Alongside the birth of romantic, garden-style cemeteries and high cemetery architecture grew a virulent interest in botany and the symbolism of flowers, known as floriography.  Beginning in the 1820s, the “language of flowers” was de rigeur in customarily buttoned-up Victorian society.  Communicating feelings of romance, sympathy, and friendship by the symbolism of flowers in gifts or on one’s person was common.
Picture
Illustration of morning glories, from Morning glory, from Flores Poetici, the Florist's Manual, published 1833.
Thus it is natural that floral symbolism found its way into cemetery stonecutting.  Bouquets of forget-me-nots, pansies, roses, and other blooms on a cemetery tablet could indicate love, memory, and loyalty.  
Picture
Part of a flower dictionary found in "Illustrated Botany containing a Floral Dictionary" by John B. Newman MD, published 1850.
​To be clear, the meanings of individual flowers in the Victorian Era was by no means broad or vague.  They were explicitly defined by floral dictionaries kept by Victorian women.  It stands to reason that such books were also consulted by stonecutters in New Orleans and elsewhere in order to communicate certain sentiments.  While many stonecutters utilized these symbols, Florville Foy’s language of flowers may have been the most prolific.

​Florville’s Flowers
The floral symbols present on cemetery tablets signed by Florville Foy typically appeared as relief carvings in circular fields at the top of closure tablets.  Florville was not the only stonecutter to utilize this motif:  his contemporaries Paul Hyppolyte Monsseaux and Joseph Frederick Callico utilized the same circular relief motif, although often with other symbols like crosses and ivy wreaths.  Across town in St. Vincent de Paul Cemetery on Louisa Street, stonecutter Americo Marozzi carved dozens of tablets with the circular-relief motif, although most often depicting the symbolic urn-and-willow design.
Picture
P.H. Monsseaux, c. 1850.
Picture
J.F. Callico, c. 1845.
Picture
Americo Marozzi, c. 1850s.
More than any other stonecutter, Florville Foy’s relief carvings depicted not only flowers but bouquets of flowers, mostly with their stems joined but sometimes in a vase or urn.  This approach allowed Florville to pack several symbols into one design, resulting in a carving both visually and symbolically rich.  Among Florville’s most common floral symbols are the following:
Picture
Flower imagery from a Florville Foy-signed tablet depicting two pansies above a rose with broken buds and bellflowers in the background.
PANSY:  Among all of the flowers attributed to Florville Foy, none is less mistakable than the pansy.  Foy’s bouquets nearly always utilized them.  Each is carved with a distinctive slope of the lower petal into the center of the flower, always facing forward.
 
The French word for pansy is pensée, which means “thought.”  While the flower symbolizes the wish that the receiver “think of me” in all languages, this may have explained Florville’s heavy use of them.[5]


ROSE:  In period floral dictionaries, to simply define the rose is impossible.  A rose sent monthly signified “beauty ever new,” a wild rose signified “simplicity,” while a white rose meant “silence.[6]”  In cemeteries, the rose is most often attributed to the burial of a woman and indicates, in general, beauty and love.

What the task asks
According to the passage on floral symbolism in cemetery carving, why did Florville Foy's carvings of bouquets turn out both visually and symbolically rich? Answer in one to three sentences. You can complete the task without the records.

Provided material
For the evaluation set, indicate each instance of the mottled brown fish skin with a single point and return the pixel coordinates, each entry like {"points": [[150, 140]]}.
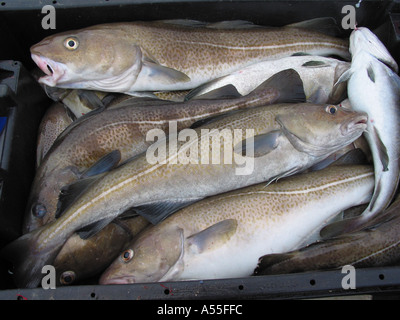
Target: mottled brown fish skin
{"points": [[269, 218], [201, 53], [122, 127], [54, 121]]}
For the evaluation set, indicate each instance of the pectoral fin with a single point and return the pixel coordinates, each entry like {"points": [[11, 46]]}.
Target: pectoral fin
{"points": [[382, 151], [158, 211], [212, 237], [262, 144], [71, 192]]}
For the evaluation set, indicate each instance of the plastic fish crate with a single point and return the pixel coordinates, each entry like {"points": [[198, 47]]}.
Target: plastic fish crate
{"points": [[23, 102]]}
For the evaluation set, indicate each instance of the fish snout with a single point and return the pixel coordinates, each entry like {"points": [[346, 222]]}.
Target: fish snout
{"points": [[106, 278]]}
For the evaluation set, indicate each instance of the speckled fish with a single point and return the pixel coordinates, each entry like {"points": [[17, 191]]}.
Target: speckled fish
{"points": [[168, 55], [223, 236], [80, 259], [88, 148], [377, 246], [282, 141], [54, 121], [374, 88], [319, 75]]}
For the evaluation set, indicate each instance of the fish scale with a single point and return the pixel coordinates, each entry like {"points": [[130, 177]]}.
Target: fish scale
{"points": [[161, 55], [164, 188], [271, 218], [124, 127]]}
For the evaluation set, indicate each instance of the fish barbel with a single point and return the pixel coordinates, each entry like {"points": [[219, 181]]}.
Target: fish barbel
{"points": [[167, 55], [285, 141], [223, 236], [374, 88]]}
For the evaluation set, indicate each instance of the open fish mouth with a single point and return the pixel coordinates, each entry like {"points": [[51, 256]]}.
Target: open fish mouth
{"points": [[119, 280], [53, 70]]}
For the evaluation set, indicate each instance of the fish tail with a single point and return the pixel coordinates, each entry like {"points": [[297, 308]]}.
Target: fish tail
{"points": [[26, 260]]}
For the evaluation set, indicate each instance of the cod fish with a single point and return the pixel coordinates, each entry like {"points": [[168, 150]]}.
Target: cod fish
{"points": [[54, 121], [319, 75], [168, 55], [374, 88], [89, 148], [223, 236], [284, 139], [80, 259], [375, 246]]}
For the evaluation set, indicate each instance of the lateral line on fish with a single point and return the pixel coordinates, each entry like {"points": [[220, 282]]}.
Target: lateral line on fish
{"points": [[263, 47], [377, 252], [325, 186], [195, 117]]}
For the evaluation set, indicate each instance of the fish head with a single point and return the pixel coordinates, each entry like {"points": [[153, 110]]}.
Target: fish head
{"points": [[156, 253], [74, 59], [322, 129], [43, 199], [363, 39]]}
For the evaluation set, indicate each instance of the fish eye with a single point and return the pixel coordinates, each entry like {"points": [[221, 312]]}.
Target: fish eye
{"points": [[67, 277], [39, 210], [71, 43], [331, 109], [127, 255]]}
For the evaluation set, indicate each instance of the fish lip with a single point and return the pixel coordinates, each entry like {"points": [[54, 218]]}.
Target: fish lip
{"points": [[53, 70], [356, 124], [116, 280]]}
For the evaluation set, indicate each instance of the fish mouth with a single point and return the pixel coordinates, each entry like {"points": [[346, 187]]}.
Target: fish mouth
{"points": [[53, 70], [358, 124], [116, 280]]}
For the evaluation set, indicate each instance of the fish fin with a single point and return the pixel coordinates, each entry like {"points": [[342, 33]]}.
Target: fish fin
{"points": [[93, 228], [26, 261], [371, 74], [318, 96], [265, 262], [377, 192], [212, 119], [226, 92], [199, 89], [382, 151], [344, 77], [213, 236], [300, 54], [315, 64], [325, 25], [289, 85], [284, 175], [156, 212], [339, 90], [262, 144], [156, 72], [69, 193], [104, 164], [342, 227]]}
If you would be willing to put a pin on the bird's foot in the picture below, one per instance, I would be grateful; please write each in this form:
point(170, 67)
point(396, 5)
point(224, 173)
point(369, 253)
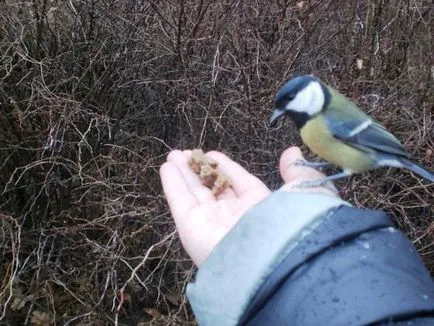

The completed task
Foy carved bouquets of flowers rather than single flowers, usually with their stems joined and sometimes in a vase or urn. This let him pack several symbols into one design, which made each carving both visually and symbolically rich.